EXERCISE REQUIREMENTS:
State how many lines in the entries below contain the string "image", matching case exactly. Give only the number.
** start of DATA LINES **
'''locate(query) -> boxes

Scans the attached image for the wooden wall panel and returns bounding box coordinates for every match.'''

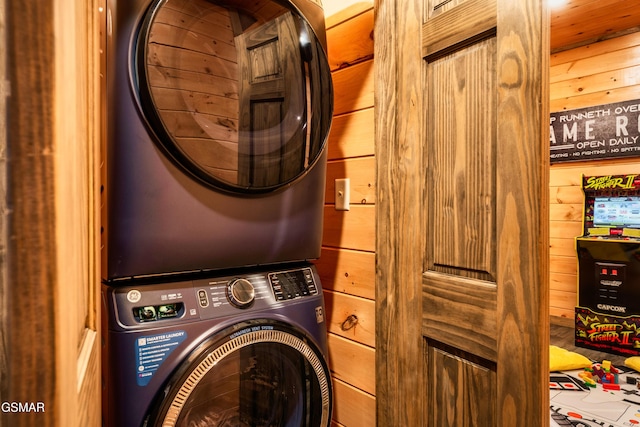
** end of DATA LINES **
** start of DATA LINES **
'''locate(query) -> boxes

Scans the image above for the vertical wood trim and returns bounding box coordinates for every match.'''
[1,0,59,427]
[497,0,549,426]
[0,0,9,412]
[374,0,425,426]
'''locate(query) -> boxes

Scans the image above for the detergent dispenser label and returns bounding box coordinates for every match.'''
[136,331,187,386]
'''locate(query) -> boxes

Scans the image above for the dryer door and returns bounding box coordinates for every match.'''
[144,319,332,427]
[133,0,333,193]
** end of DATA LINES **
** start of DATA LINES **
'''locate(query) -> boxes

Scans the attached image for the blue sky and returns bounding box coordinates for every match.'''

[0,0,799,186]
** end of DATA LINES **
OUTPUT BELOW:
5